***** Material provided

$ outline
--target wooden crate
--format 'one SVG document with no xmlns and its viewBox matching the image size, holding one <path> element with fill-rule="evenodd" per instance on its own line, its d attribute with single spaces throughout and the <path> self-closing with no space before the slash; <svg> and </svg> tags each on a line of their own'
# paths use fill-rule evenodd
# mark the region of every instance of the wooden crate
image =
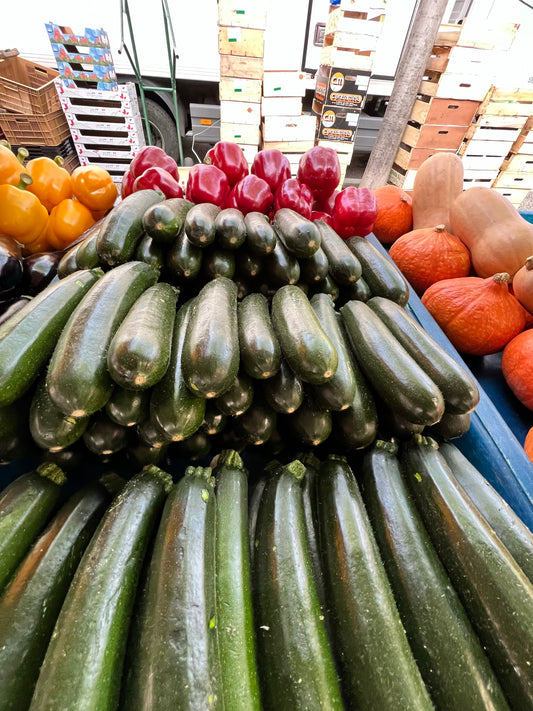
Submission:
<svg viewBox="0 0 533 711">
<path fill-rule="evenodd" d="M 511 173 L 533 173 L 533 155 L 513 153 L 503 162 L 502 170 Z"/>
<path fill-rule="evenodd" d="M 237 145 L 240 146 L 240 148 L 242 148 L 242 152 L 244 153 L 244 157 L 248 161 L 248 165 L 252 165 L 252 163 L 254 162 L 255 156 L 259 152 L 259 140 L 257 141 L 257 143 L 253 143 L 253 144 L 238 143 Z"/>
<path fill-rule="evenodd" d="M 325 35 L 345 32 L 355 35 L 379 37 L 382 30 L 382 23 L 362 18 L 361 15 L 366 16 L 366 13 L 350 12 L 349 10 L 342 10 L 340 7 L 336 8 L 328 14 Z"/>
<path fill-rule="evenodd" d="M 306 78 L 303 72 L 265 72 L 263 96 L 305 96 Z"/>
<path fill-rule="evenodd" d="M 260 0 L 219 0 L 218 24 L 226 27 L 246 27 L 264 30 L 266 2 Z"/>
<path fill-rule="evenodd" d="M 511 146 L 513 145 L 512 140 L 507 141 L 485 141 L 485 140 L 471 140 L 465 144 L 464 149 L 461 151 L 461 155 L 465 158 L 468 156 L 491 156 L 500 158 L 500 163 L 503 161 L 505 156 L 509 153 Z"/>
<path fill-rule="evenodd" d="M 222 123 L 244 123 L 259 126 L 261 105 L 251 101 L 221 101 L 220 121 Z"/>
<path fill-rule="evenodd" d="M 417 99 L 411 112 L 416 123 L 437 126 L 469 126 L 480 102 L 459 99 Z"/>
<path fill-rule="evenodd" d="M 483 101 L 491 87 L 491 78 L 475 74 L 448 74 L 439 79 L 435 96 L 437 98 Z"/>
<path fill-rule="evenodd" d="M 220 140 L 231 141 L 232 143 L 244 143 L 247 145 L 259 145 L 261 131 L 259 124 L 251 125 L 246 123 L 220 124 Z"/>
<path fill-rule="evenodd" d="M 464 126 L 407 125 L 401 142 L 411 148 L 458 149 L 465 135 Z"/>
<path fill-rule="evenodd" d="M 511 153 L 526 153 L 527 155 L 533 153 L 533 115 L 526 119 L 520 129 L 511 147 Z"/>
<path fill-rule="evenodd" d="M 457 44 L 460 47 L 506 51 L 513 44 L 518 28 L 519 25 L 512 22 L 480 21 L 479 18 L 467 17 Z"/>
<path fill-rule="evenodd" d="M 400 147 L 394 163 L 404 170 L 416 170 L 422 163 L 435 153 L 455 153 L 455 150 L 445 148 L 411 148 Z"/>
<path fill-rule="evenodd" d="M 377 24 L 377 23 L 374 23 Z M 339 49 L 357 49 L 359 52 L 374 52 L 379 37 L 375 35 L 355 34 L 352 32 L 333 32 L 324 37 L 324 47 Z"/>
<path fill-rule="evenodd" d="M 511 147 L 520 135 L 517 126 L 491 126 L 483 122 L 471 124 L 465 133 L 465 142 L 468 141 L 511 141 Z"/>
<path fill-rule="evenodd" d="M 533 190 L 533 173 L 511 173 L 509 171 L 503 171 L 494 181 L 494 186 L 498 188 Z"/>
<path fill-rule="evenodd" d="M 265 141 L 262 148 L 266 151 L 275 149 L 282 153 L 305 153 L 315 145 L 313 141 Z"/>
<path fill-rule="evenodd" d="M 300 96 L 263 96 L 261 116 L 297 116 L 302 113 Z"/>
<path fill-rule="evenodd" d="M 265 116 L 263 117 L 263 140 L 314 141 L 316 125 L 315 115 Z"/>
<path fill-rule="evenodd" d="M 342 49 L 340 47 L 323 47 L 320 53 L 320 64 L 331 67 L 343 67 L 343 69 L 360 69 L 369 72 L 374 63 L 373 52 L 358 52 L 353 49 Z"/>
<path fill-rule="evenodd" d="M 220 77 L 218 96 L 221 101 L 261 101 L 261 79 L 239 79 L 236 77 Z"/>
<path fill-rule="evenodd" d="M 519 207 L 526 197 L 531 192 L 528 188 L 501 188 L 498 186 L 493 186 L 493 190 L 496 190 L 501 195 L 503 195 L 509 202 L 515 207 Z"/>
<path fill-rule="evenodd" d="M 219 27 L 218 52 L 238 57 L 263 57 L 264 30 L 247 27 Z"/>
<path fill-rule="evenodd" d="M 221 54 L 220 76 L 262 80 L 263 59 L 262 57 L 238 57 L 232 54 Z"/>
</svg>

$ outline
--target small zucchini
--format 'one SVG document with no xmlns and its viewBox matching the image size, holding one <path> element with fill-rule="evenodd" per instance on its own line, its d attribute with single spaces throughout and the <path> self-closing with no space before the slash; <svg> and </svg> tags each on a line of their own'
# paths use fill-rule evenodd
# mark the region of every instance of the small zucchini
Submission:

**********

Problem to work on: Within the entries, determine the count of lines containing the string "region" and output it alone.

Solved problem: 2